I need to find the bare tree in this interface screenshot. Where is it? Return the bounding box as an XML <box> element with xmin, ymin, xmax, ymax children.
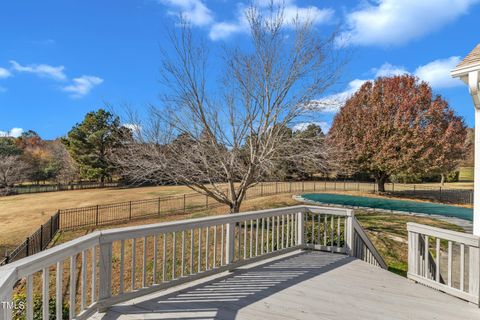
<box><xmin>48</xmin><ymin>140</ymin><xmax>79</xmax><ymax>184</ymax></box>
<box><xmin>115</xmin><ymin>4</ymin><xmax>344</xmax><ymax>212</ymax></box>
<box><xmin>0</xmin><ymin>155</ymin><xmax>28</xmax><ymax>195</ymax></box>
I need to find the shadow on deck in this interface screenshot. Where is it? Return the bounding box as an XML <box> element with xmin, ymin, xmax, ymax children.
<box><xmin>92</xmin><ymin>251</ymin><xmax>480</xmax><ymax>320</ymax></box>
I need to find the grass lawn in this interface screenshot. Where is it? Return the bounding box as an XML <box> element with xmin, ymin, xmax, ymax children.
<box><xmin>1</xmin><ymin>182</ymin><xmax>470</xmax><ymax>261</ymax></box>
<box><xmin>0</xmin><ymin>185</ymin><xmax>196</xmax><ymax>257</ymax></box>
<box><xmin>10</xmin><ymin>192</ymin><xmax>464</xmax><ymax>317</ymax></box>
<box><xmin>54</xmin><ymin>193</ymin><xmax>464</xmax><ymax>278</ymax></box>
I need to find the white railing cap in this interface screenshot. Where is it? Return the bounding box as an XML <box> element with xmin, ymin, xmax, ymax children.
<box><xmin>3</xmin><ymin>232</ymin><xmax>100</xmax><ymax>278</ymax></box>
<box><xmin>0</xmin><ymin>205</ymin><xmax>352</xmax><ymax>291</ymax></box>
<box><xmin>407</xmin><ymin>222</ymin><xmax>480</xmax><ymax>247</ymax></box>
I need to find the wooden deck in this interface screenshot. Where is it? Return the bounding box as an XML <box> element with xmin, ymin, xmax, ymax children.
<box><xmin>91</xmin><ymin>251</ymin><xmax>480</xmax><ymax>320</ymax></box>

> [EXERCISE DETAILS]: Type out all the records verbatim, minus images.

> [EXERCISE SOLUTION]:
I need to find the bare tree in this interface screenshot. Where is it? Return the bounding box as an XML <box> element with xmin, ymin, xmax, ymax children.
<box><xmin>48</xmin><ymin>140</ymin><xmax>79</xmax><ymax>184</ymax></box>
<box><xmin>115</xmin><ymin>4</ymin><xmax>344</xmax><ymax>212</ymax></box>
<box><xmin>0</xmin><ymin>155</ymin><xmax>28</xmax><ymax>195</ymax></box>
I need to find the shadow on deck in this interface screenshot. Where is it? Return the bounding box as an XML <box> element with xmin, ymin, xmax, ymax children.
<box><xmin>92</xmin><ymin>251</ymin><xmax>480</xmax><ymax>320</ymax></box>
I need to find the grass lawn in this interface screenshot. Where is it? Return the bounding box as an XML <box> element with xmin, ymin, xmax, ymax children.
<box><xmin>1</xmin><ymin>182</ymin><xmax>470</xmax><ymax>261</ymax></box>
<box><xmin>0</xmin><ymin>185</ymin><xmax>196</xmax><ymax>257</ymax></box>
<box><xmin>10</xmin><ymin>192</ymin><xmax>464</xmax><ymax>317</ymax></box>
<box><xmin>54</xmin><ymin>193</ymin><xmax>464</xmax><ymax>278</ymax></box>
I need to find the white railing cap in this interface screenshot. Where is it? Return the bounding box as an XML <box> element with xmin, ymin, xmax, ymax children.
<box><xmin>3</xmin><ymin>232</ymin><xmax>100</xmax><ymax>278</ymax></box>
<box><xmin>0</xmin><ymin>205</ymin><xmax>352</xmax><ymax>291</ymax></box>
<box><xmin>407</xmin><ymin>222</ymin><xmax>480</xmax><ymax>247</ymax></box>
I need to find the wooden deck in this interface screenshot. Where is it? Return the bounding box as an XML <box> element with xmin, ymin, xmax, ymax children.
<box><xmin>91</xmin><ymin>251</ymin><xmax>480</xmax><ymax>320</ymax></box>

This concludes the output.